===== GIVEN RECORDS =====

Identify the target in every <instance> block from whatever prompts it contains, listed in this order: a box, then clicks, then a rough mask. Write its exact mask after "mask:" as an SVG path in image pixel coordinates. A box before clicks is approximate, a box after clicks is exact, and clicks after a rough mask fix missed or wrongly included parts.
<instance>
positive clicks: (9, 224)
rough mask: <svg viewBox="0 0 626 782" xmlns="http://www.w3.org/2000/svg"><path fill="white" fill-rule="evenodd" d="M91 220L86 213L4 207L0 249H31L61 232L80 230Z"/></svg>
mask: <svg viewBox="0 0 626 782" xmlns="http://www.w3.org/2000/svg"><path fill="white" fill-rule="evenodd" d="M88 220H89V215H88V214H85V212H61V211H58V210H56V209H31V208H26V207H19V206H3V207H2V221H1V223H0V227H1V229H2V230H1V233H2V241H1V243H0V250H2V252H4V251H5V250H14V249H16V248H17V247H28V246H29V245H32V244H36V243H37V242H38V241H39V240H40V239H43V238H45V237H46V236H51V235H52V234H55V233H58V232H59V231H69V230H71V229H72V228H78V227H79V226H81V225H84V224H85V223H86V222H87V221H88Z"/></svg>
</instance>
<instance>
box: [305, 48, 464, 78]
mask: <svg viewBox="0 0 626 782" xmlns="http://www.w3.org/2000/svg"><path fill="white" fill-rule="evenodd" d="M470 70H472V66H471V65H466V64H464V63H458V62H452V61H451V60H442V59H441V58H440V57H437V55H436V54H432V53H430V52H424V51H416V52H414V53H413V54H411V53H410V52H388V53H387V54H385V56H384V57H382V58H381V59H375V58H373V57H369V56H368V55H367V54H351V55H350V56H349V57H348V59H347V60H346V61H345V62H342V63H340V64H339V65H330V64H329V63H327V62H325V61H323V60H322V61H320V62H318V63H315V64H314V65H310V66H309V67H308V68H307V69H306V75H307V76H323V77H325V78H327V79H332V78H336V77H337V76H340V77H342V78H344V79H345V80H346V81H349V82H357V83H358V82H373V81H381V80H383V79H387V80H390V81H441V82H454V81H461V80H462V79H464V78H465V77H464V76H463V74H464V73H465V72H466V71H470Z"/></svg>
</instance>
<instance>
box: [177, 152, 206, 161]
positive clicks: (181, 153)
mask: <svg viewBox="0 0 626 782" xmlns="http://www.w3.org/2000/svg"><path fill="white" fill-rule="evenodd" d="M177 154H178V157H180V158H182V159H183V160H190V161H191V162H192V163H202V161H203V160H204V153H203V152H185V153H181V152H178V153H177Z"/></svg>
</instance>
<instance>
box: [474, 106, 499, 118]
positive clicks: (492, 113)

=====

#### WHAT YOU HAVE TO DO:
Render every line of the rows above as a Markdown table with the columns No. and Line, numbering the lines in order and skipping any blank ones.

#### ANSWER TO THE PROBLEM:
| No. | Line |
|---|---|
| 1 | Identify the target in every <instance> block from whatever prompts it contains, listed in this order: a box, then clicks, then a rough mask. Write its exact mask after "mask:" as an SVG path in image pixel coordinates. A box before clicks is approximate, a box after clicks is exact, and clicks after a rough mask fix missed or wrongly included parts. |
| 2 | <instance> |
| 3 | positive clicks: (9, 224) |
| 4 | rough mask: <svg viewBox="0 0 626 782" xmlns="http://www.w3.org/2000/svg"><path fill="white" fill-rule="evenodd" d="M91 220L86 213L4 207L0 249H31L61 232L80 230Z"/></svg> |
| 5 | mask: <svg viewBox="0 0 626 782" xmlns="http://www.w3.org/2000/svg"><path fill="white" fill-rule="evenodd" d="M88 220H89V215H88V214H85V212H61V211H58V210H56V209H31V208H26V207H19V206H3V207H2V221H1V223H0V227H1V229H2V230H1V233H2V241H1V243H0V250H2V252H4V251H5V250H14V249H16V248H17V247H28V246H29V245H32V244H36V243H37V242H38V241H39V240H40V239H43V238H45V237H46V236H51V235H52V234H55V233H58V232H59V231H69V230H71V229H72V228H78V227H79V226H81V225H84V224H85V223H86V222H87V221H88Z"/></svg> |
| 6 | </instance> |
| 7 | <instance> |
| 8 | box: [305, 48, 464, 78] |
| 9 | mask: <svg viewBox="0 0 626 782" xmlns="http://www.w3.org/2000/svg"><path fill="white" fill-rule="evenodd" d="M470 70H472V66H471V65H466V64H464V63H458V62H452V61H451V60H442V59H441V58H440V57H437V55H436V54H432V53H430V52H424V51H416V52H414V53H413V54H411V53H410V52H388V53H387V54H385V56H384V57H382V58H381V59H375V58H373V57H369V56H368V55H367V54H351V55H350V56H349V57H348V59H347V60H346V61H345V62H342V63H340V64H339V65H330V64H329V63H327V62H325V61H323V60H322V61H320V62H318V63H315V64H314V65H310V66H309V67H308V68H307V69H306V75H307V76H323V77H325V78H327V79H332V78H336V77H337V76H340V77H342V78H344V79H345V80H346V81H349V82H357V83H358V82H373V81H381V80H383V79H387V80H390V81H441V82H454V81H461V80H462V79H464V78H465V77H464V76H463V74H464V73H465V72H466V71H470Z"/></svg> |
| 10 | </instance> |
| 11 | <instance> |
| 12 | box: [177, 152, 206, 161] |
| 13 | positive clicks: (181, 153) |
| 14 | mask: <svg viewBox="0 0 626 782" xmlns="http://www.w3.org/2000/svg"><path fill="white" fill-rule="evenodd" d="M177 154H178V157H180V158H182V159H183V160H190V161H191V162H192V163H202V161H203V160H204V153H203V152H185V153H181V152H178V153H177Z"/></svg> |
| 15 | </instance> |
| 16 | <instance> |
| 17 | box: [474, 106, 499, 118] |
| 18 | positive clicks: (492, 113) |